• **WHAT IS EXPECTED**
Show every line in the rows below that contains the word "barrier", copying each one unchanged.
◆ ◆ ◆
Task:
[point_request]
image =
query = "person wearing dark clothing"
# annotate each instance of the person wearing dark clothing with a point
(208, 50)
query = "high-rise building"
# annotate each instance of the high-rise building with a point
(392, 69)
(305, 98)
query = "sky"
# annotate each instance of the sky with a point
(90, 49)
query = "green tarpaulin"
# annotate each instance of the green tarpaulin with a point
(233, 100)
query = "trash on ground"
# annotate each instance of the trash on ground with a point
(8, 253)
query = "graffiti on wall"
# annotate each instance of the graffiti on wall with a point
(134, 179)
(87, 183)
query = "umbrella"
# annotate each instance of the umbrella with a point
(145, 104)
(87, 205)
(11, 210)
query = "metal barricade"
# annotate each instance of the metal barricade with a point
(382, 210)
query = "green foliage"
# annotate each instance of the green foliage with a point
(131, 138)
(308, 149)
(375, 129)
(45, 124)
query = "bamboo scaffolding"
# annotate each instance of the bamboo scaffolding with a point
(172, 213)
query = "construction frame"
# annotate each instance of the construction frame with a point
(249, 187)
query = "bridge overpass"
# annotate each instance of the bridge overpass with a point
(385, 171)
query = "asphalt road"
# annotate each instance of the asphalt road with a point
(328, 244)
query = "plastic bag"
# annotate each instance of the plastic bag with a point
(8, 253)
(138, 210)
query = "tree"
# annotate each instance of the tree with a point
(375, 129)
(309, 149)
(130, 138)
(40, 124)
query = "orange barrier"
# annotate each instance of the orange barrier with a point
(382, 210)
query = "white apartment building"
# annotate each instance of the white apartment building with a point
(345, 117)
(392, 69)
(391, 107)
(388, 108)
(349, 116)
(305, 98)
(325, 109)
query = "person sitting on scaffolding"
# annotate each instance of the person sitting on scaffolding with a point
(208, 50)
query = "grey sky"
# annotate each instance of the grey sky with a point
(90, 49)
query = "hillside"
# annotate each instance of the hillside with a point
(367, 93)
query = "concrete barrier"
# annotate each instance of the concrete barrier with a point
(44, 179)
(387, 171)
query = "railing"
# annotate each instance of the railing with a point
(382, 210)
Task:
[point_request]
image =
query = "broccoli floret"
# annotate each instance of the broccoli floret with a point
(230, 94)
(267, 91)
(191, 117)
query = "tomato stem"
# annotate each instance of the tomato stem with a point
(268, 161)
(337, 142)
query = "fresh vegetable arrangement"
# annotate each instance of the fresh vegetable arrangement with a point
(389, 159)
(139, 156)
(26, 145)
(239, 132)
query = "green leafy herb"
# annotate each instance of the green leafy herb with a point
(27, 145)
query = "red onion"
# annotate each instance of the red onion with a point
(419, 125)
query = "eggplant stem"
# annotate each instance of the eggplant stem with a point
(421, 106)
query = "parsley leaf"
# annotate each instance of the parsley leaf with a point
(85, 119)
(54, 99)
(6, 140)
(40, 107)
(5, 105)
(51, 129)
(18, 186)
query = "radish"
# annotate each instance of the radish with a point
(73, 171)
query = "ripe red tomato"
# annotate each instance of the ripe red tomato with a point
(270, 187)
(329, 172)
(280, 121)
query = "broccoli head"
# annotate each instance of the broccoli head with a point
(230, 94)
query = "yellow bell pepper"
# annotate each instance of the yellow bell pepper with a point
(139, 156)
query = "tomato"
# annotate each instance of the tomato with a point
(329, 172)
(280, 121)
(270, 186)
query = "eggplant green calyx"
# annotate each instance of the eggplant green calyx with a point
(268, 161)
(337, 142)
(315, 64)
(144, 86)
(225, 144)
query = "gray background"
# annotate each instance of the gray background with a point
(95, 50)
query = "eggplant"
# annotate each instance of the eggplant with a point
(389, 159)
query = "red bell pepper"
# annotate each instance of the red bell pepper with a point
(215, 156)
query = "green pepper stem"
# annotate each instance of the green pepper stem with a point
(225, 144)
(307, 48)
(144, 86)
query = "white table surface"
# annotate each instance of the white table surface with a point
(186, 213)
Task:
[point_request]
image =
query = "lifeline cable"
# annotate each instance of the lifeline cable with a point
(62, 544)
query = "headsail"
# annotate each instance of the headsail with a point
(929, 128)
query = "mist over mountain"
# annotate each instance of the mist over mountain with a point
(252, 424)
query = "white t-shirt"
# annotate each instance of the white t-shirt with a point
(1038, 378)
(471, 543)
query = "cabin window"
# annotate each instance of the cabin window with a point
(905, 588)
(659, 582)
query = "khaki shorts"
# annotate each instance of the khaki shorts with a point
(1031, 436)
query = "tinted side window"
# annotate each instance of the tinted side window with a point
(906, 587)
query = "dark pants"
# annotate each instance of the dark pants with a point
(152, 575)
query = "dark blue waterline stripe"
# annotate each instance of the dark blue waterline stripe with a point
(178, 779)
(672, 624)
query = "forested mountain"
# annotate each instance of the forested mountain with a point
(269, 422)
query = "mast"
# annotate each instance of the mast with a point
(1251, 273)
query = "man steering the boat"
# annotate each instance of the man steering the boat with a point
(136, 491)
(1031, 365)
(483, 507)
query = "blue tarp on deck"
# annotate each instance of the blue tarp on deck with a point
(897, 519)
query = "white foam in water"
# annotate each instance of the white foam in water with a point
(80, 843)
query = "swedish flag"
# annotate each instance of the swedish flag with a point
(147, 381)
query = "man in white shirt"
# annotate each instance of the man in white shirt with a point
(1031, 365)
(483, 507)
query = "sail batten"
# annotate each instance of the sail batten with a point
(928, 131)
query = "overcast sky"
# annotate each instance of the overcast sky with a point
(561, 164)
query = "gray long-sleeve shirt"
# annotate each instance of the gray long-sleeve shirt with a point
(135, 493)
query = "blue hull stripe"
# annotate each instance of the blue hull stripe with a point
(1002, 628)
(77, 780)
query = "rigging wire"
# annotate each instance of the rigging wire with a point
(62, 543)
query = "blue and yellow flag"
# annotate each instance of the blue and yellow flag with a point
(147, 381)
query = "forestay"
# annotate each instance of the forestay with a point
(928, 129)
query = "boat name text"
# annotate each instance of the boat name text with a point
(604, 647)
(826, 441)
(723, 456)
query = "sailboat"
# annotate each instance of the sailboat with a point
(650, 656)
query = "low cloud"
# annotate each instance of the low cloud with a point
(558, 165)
◆ ◆ ◆
• **FINAL RESULT**
query = "orange barrier"
# annotate each instance of the orange barrier with a point
query = "concrete barrier"
# annotate each instance of the concrete barrier with a point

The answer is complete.